Passage shown:
+ + + +

Recent events have made me think. (Yes, that’s
what you smelled burning.) By recent, I mean this
particular Christmas season. And as far as events
go, well some are close to home, while others,
though close to our hearts, are hundreds of miles
Like it or not, I think nearly everyone would agree
that Christmas is the most sentimental of holidays.
We treasure memories and haul them out of our hearts
like ornaments out of the attic. We anticipate that
special day, wondering, “Will this Christmas be
good?” comparing as we prepare. Does your “list”
include good shopping weather? Check! (“So much
better than last year, but I hope we get a little
snow before Christmas Eve.”) Hearing your favorite
Christmas songs on the radio? Check! (“I’ve always
loved listening to this station this time of year,
but if I hear “The Christmas Shoes” one more time I
might scream!”) Putting the finishing touches on
that special project, party, or gift? Check!
(“Remember that white elephant party a few years ago
when you got the Mrs. Butterworth syrup bottle
dressed up like Carmen Miranda? Good times, good
times.”) Great worship services with your church to
center your thoughts on the real point of all of
this? Check! (“Well, they’ll never compare with the
Advent sermons that Pastor _______ used to preach.”)
Place and time to gather with the people you love …,
ah …, er …, well, your family (Just joshing!)?
Check! (“It won’t be the same without _______. He
always loved Christmas.”) Everybody happy and well
and have everything they need? (insert the sound of
chirping crickets here) Hello? Are you there? That’s
a hard one to check off the list, isn’t it?

+ + + +

Stored data:
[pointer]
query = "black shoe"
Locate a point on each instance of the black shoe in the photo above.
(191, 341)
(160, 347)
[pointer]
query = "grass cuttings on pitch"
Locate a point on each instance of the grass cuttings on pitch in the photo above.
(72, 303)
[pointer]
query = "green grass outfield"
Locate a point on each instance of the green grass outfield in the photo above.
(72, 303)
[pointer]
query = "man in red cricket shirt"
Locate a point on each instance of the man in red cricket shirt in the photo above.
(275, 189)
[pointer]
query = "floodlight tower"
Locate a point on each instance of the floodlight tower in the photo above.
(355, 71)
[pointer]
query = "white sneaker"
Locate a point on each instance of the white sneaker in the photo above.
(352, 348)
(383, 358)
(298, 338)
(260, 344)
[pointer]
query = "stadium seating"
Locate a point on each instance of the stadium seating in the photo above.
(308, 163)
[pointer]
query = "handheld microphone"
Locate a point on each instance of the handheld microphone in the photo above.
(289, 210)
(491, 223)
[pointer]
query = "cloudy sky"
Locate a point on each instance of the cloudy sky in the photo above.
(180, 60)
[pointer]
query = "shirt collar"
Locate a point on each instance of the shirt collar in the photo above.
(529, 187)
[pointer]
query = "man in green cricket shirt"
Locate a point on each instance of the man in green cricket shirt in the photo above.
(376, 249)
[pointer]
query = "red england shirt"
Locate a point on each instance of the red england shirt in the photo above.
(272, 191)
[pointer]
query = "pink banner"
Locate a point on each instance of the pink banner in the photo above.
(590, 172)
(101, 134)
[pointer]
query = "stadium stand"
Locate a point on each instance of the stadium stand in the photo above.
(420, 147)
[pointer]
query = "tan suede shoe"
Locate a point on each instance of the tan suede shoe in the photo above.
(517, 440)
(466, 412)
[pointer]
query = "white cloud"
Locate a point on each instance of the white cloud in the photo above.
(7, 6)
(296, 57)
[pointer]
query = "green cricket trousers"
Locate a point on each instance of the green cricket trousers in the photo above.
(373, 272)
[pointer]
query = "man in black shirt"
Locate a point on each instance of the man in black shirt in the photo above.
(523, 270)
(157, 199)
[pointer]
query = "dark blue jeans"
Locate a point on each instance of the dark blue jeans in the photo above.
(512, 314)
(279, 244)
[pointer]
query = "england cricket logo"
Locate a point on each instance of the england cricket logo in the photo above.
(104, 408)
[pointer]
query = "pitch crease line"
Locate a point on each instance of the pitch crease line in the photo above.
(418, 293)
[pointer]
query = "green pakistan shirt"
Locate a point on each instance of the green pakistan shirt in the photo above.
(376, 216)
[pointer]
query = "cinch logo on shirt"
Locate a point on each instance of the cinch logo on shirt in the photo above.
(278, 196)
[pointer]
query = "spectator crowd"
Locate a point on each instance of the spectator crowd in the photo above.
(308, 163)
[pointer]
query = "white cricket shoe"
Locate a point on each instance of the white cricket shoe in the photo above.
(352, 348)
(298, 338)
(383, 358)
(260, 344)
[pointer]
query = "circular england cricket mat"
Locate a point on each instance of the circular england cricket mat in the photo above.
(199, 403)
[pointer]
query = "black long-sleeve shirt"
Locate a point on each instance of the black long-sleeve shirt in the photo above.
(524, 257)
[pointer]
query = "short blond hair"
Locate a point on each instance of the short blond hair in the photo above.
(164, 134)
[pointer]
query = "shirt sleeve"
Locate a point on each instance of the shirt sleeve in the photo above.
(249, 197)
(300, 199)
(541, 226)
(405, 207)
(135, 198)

+ + + +

Work request:
Continue the reflection on the Christmas season from where it stops.

Exercise answer:
It seems like everyone I know and love is struggling
against something. If it isn’t health it’s money. If
it isn’t money it’s a relationship. If it isn’t a
relationship it’s grief. If it isn’t grief it’s
fear. If it isn’t fear it’s… See? And to make
matters worse, this is supposed to be a happy time.
Nobody wants a downer around at Christmas! But the
fact is that joy – real joy – is rarer than pure
gold these days.
Even if you were enjoying a nearly ideal season
chances are your hopes for that elusive “perfect
Christmas” were dashed last week with news of the
lives of innocent children and their caregivers
senselessly, tragically, ended by a troubled gunman.
Not that there is any good time for such awful news,
but shouldn’t “peace on earth” have a chance right
about now, at least according to the calendar? Joy
evaporated from our nation and we all wept. Indeed,
we continue to weep as details about the children
and their teachers play out before our eyes with
news of funeral after funeral. Knowing that children
will be forever scarred from the experience,
families have been utterly destroyed and a community
is drowning in grief is enough to make us want to
undeck the halls and cancel the holiday altogether.
But (aren’t you thankful for that wonderful little
3-letter word?) we have moments every now and then
when joy breaks into all the tragedy. Like just this
morning. Several days ago my 76 year-old mother had
surgery. Though not major it did require a hospital
stay and general anesthesia. The surgeon reported
that the procedure could not have been more routine.
Physically she was doing great. Mentally was another
story. For more than two days my Dad and I struggled
to keep her calm and remind her that she was in the
hospital, had just undergone back surgery and try to
get her to cooperate with her caregivers. It was
exhausting. Even worse, it was frightening. My
usually warm and loving mother was panicked,
hurtful, and delirious. The doctor warned us before
the procedure that it would take a day or so for the
anesthesia to wear off, but as the hours went by and
she seemed to get more confused and combative
instead of compliant and sensible we began to fear
that something might have gone terribly wrong, maybe
some kind of stroke or other undetected
physiological problem that might have been taking
away the woman we know and love forever.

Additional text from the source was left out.